TEXTE FOURNI:

┌────────

La naissance du sionisme

Camp de réfugiés palestiniens, 1970La Révolution française a émancipé les juifs. Entre 1789 et les unifications allemande et italienne un siècle plus tard, le ghetto économique et intellectuel a disparu. Mendelssohn, Heine et Marx, tous trois juifs, étaient des représentants de la culture allemande. L’antisémitisme était répandu, il y avait même des pogroms, mais cela se passait en Russie, où le poids du féodalisme se faisait encore sentir et où le capitalisme moderne avait à peine mis le pied. Quand le capitalisme devint sénile et décadent, en particulier après la grande dépression de 1929, il se retourna contre l’œuvre démocratique de sa jeunesse. Les juifs ne furent alors plus rejetés dans le ghetto, mais bien pire - dans les chambres à gaz.

Entre ces deux périodes, la France avait connu un terrible épisode antisémite. En 1895, un officier juif, Dreyfus, fut accusé d’être un espion allemand. Ce qui avait commencé comme un procès - chasse aux sorcières dégénéra en hystérie collective contre les juifs. Cette vague d’antisémitisme était le sous-produit de la bataille que se livraient l’impérialisme français naissant et l’empire germanique. Un journaliste viennois en résidence à Paris à l’époque, Theodor Herzl, tira des événements la conclusion que l’antisémitisme était naturel et inévitable. Il écrivait en juin 1895 :

« A Paris, comme je l’ai dit, j’ai fini par adopter une attitude plus libérale envers l’antisémitisme, que je commençai alors à comprendre historiquement et à pardonner. Par dessus tout, je reconnus la vacuité et la futilité de toute tentative de ‘combattre l’antisémitisme. »

Hertzl critiqua Zola et d’autres Français, essentiellement des socialistes, qui prenaient la défense de Dreyfus. Il se plaignait que les juifs

« rechercheraient la protection des socialistes et des destructeurs de l’ordre social existant… En vérité, ce ne sont plus des juifs. Assurément, ils ne sont pas davantage français. Ils vont probablement devenir les dirigeants de l’anarchisme européen ».

Son opinion était qu’en réponse à l’antisémitisme les juifs devaient quitter les pays où ils étaient indésirables et fonder leur propre Etat. Dans cet effort, déclara-t-il, « les antisémites seront nos amis les plus sûrs… nos alliés ». Il alla jusqu’à rencontrer le ministre de l’Intérieur du tsar, Plehve, celui-là même qui avait organisé le pogrom de Kichinev en 1903. L’appât qu’il agita devant lui était que la sortie des juifs de Russie affaiblirait le mouvement révolutionnaire, le pire ennemi de Plehve.

└────────

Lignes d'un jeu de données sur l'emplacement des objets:
┌────────

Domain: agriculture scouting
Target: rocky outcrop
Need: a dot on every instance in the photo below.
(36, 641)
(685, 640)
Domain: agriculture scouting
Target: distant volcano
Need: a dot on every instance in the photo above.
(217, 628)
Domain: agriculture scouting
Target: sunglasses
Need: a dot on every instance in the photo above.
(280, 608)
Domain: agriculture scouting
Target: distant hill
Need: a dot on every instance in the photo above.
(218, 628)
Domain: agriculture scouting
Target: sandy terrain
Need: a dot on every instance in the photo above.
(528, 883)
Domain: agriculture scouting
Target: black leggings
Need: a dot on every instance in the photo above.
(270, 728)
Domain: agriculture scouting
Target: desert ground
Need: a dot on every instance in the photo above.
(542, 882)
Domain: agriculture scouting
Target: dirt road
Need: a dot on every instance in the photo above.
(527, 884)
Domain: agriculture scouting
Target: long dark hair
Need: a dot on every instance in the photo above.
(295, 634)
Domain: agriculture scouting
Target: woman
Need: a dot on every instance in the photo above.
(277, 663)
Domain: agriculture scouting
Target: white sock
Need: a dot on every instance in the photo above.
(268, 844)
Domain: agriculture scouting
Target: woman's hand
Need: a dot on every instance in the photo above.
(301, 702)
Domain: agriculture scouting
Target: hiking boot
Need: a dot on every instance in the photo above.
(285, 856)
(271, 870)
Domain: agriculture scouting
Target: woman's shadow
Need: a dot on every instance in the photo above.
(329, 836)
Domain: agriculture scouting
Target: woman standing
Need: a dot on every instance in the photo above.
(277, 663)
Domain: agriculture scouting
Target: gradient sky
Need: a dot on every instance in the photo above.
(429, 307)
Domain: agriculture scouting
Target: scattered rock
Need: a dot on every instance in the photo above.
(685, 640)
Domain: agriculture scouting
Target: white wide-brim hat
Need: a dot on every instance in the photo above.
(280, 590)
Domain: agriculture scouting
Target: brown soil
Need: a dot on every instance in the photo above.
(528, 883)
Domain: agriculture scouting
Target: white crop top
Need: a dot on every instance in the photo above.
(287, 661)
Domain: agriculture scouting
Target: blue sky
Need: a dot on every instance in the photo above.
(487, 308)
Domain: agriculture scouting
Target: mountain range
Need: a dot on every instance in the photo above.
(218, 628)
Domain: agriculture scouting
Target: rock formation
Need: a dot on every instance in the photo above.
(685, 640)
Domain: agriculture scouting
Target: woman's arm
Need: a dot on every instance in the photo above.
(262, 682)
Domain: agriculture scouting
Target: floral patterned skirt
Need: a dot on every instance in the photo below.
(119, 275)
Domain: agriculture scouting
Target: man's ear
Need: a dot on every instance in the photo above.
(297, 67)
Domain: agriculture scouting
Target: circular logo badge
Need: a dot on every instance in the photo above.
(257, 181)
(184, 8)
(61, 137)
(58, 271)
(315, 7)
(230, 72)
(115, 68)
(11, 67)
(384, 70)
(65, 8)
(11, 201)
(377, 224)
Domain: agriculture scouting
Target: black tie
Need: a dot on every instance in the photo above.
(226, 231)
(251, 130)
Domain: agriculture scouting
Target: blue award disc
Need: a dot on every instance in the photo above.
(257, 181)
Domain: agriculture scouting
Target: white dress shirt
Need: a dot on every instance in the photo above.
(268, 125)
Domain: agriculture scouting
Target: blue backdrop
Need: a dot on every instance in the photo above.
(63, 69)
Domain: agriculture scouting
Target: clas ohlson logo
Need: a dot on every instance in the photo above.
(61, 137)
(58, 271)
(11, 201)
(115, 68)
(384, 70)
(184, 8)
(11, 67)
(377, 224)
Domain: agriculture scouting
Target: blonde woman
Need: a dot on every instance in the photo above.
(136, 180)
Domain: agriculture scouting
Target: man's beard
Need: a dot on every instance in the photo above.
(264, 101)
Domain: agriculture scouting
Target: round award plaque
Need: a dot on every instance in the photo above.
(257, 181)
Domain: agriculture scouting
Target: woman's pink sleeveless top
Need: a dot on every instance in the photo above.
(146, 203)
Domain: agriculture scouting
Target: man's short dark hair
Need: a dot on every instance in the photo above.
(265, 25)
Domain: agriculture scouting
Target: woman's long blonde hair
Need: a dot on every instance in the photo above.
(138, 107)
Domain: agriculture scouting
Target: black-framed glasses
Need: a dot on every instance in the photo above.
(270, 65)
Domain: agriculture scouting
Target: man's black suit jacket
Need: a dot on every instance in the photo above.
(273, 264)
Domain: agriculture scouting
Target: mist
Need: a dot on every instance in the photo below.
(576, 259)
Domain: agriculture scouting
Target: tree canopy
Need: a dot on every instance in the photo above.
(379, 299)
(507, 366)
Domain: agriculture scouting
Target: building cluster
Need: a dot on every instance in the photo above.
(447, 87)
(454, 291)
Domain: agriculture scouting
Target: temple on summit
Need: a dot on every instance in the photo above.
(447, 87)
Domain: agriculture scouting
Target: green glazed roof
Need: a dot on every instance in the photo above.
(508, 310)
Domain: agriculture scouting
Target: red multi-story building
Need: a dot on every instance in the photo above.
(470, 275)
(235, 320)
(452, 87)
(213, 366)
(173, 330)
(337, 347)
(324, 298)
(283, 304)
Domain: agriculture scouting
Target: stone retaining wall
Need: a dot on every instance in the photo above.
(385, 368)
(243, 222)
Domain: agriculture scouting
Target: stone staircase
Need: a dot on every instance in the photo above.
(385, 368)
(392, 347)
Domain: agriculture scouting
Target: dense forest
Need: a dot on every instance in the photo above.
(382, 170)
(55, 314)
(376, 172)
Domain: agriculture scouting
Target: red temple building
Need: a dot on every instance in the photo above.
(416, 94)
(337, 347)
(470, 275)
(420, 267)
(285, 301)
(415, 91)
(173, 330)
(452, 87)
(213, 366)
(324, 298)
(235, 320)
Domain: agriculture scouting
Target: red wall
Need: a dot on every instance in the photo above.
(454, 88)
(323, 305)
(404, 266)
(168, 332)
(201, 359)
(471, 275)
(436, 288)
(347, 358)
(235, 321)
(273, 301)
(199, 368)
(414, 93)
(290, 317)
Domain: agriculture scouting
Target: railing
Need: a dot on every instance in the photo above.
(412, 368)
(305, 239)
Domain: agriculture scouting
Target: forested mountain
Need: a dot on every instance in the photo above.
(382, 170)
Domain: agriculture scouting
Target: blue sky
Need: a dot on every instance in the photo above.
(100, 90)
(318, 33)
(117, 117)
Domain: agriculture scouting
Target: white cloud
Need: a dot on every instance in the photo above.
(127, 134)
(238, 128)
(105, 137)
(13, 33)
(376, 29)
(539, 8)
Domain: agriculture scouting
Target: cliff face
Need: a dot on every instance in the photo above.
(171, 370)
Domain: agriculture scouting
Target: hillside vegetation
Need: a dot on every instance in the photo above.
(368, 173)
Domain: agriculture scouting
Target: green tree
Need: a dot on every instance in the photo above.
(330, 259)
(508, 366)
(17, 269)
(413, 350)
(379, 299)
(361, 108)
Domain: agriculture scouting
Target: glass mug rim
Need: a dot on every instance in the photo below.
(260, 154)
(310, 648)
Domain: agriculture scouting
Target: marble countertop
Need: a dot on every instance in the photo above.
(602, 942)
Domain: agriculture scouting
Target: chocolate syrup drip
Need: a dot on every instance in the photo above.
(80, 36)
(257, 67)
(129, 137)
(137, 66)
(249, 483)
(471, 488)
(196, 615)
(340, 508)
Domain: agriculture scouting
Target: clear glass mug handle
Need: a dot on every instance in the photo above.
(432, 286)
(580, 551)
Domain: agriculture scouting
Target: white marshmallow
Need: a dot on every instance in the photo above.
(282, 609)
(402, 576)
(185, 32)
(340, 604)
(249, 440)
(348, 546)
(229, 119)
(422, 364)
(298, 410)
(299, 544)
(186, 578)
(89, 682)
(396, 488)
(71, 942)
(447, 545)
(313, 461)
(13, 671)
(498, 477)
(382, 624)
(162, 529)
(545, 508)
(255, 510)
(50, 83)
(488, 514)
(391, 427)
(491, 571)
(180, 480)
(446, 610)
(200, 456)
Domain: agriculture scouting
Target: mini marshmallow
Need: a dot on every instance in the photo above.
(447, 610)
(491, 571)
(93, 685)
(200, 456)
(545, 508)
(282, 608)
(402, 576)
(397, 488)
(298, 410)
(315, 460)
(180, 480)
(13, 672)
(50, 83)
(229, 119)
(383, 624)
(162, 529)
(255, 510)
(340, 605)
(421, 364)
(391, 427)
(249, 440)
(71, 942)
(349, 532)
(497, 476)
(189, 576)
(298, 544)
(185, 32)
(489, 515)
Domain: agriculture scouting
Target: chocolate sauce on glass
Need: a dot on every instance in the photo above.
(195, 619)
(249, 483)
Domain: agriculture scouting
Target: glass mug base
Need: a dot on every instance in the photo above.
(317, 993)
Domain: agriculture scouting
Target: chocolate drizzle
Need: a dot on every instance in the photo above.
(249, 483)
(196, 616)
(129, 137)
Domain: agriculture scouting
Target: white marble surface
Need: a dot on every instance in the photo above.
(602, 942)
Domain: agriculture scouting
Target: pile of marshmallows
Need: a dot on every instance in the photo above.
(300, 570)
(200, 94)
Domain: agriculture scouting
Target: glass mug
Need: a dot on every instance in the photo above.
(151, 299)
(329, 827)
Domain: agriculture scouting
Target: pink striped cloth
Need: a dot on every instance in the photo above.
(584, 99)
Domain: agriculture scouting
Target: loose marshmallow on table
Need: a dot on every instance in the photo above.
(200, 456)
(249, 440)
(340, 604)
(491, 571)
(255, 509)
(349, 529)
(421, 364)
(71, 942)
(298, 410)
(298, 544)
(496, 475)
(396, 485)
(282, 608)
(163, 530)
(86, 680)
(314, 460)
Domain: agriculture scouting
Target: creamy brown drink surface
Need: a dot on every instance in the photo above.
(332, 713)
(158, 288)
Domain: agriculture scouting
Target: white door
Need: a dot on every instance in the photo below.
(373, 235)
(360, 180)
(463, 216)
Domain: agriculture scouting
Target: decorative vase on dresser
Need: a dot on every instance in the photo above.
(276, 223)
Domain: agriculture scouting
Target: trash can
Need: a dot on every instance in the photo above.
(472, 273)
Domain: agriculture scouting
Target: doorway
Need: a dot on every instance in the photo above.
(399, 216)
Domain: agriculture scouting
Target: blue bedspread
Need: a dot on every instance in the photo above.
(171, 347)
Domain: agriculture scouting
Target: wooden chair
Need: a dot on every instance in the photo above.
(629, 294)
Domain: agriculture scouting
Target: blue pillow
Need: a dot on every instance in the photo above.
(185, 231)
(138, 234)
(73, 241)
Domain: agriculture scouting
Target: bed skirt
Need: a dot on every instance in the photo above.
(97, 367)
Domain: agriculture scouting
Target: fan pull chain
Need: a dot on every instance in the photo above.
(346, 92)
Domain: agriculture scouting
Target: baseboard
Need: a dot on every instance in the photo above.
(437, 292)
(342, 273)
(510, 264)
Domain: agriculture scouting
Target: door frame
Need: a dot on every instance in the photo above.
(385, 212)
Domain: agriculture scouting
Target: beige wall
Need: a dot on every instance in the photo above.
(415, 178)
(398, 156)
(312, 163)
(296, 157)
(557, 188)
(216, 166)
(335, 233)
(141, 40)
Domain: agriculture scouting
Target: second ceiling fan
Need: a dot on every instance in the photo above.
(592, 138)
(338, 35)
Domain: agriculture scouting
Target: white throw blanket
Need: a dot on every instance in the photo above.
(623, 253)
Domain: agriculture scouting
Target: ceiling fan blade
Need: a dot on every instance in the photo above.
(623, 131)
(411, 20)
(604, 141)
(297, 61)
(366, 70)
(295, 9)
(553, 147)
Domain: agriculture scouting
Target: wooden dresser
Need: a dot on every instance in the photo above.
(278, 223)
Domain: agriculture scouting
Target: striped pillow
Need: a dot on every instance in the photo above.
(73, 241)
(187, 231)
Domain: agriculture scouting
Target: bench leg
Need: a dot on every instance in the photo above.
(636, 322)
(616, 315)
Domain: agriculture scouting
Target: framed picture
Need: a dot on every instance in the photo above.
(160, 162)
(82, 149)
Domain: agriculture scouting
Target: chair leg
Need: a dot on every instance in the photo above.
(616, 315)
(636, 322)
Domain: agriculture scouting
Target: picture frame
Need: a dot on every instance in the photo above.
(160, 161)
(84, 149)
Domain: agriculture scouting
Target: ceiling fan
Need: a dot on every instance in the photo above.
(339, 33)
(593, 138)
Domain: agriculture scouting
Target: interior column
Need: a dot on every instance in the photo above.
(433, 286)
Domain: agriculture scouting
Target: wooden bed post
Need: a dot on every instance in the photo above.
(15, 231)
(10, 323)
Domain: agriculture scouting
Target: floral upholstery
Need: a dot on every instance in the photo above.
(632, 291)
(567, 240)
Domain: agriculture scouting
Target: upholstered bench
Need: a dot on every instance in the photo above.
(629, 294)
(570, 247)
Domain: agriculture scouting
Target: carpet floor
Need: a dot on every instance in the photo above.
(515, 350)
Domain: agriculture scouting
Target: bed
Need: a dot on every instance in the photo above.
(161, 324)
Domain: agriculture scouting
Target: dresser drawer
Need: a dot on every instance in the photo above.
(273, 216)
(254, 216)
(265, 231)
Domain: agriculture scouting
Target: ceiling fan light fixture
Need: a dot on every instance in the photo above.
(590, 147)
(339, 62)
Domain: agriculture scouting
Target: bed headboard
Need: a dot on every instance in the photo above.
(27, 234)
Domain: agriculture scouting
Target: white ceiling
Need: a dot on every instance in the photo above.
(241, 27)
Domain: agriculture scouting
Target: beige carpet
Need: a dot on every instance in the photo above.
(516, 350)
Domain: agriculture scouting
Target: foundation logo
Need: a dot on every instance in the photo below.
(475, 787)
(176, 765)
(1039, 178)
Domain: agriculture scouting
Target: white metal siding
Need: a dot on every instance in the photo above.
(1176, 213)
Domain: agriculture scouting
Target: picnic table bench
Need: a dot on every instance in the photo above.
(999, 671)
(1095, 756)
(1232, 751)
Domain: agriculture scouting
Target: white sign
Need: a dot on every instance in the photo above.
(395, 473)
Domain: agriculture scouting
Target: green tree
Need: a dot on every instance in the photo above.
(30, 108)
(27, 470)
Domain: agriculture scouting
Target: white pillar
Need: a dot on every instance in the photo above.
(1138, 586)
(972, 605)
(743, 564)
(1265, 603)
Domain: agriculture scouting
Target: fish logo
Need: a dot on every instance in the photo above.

└────────

EXERCICES:
(A) Répondez à ces questions sur le texte consacré à la naissance du sionisme :
(i) En quelle année Dreyfus fut-il accusé d'être un espion allemand ?
(ii) Quel ministre de l'Intérieur du tsar Herzl alla-t-il rencontrer ?
(iii) Selon le texte, dans quel pays les pogroms avaient-ils lieu ?
(B) Reproduisez fidèlement le passage du texte sur la naissance du sionisme, de « La naissance du » jusqu'à « chambres à gaz. » inclus.
Ces enregistrements n'ont aucun rapport avec le texte.

CORRIGÉS:
(A)
(i) En 1895.
(ii) Plehve.
(iii) En Russie.

(B)
La naissance du sionisme

Camp de réfugiés palestiniens, 1970La Révolution française a émancipé les juifs. Entre 1789 et les unifications allemande et italienne un siècle plus tard, le ghetto économique et intellectuel a disparu. Mendelssohn, Heine et Marx, tous trois juifs, étaient des représentants de la culture allemande. L’antisémitisme était répandu, il y avait même des pogroms, mais cela se passait en Russie, où le poids du féodalisme se faisait encore sentir et où le capitalisme moderne avait à peine mis le pied. Quand le capitalisme devint sénile et décadent, en particulier après la grande dépression de 1929, il se retourna contre l’œuvre démocratique de sa jeunesse. Les juifs ne furent alors plus rejetés dans le ghetto, mais bien pire - dans les chambres à gaz.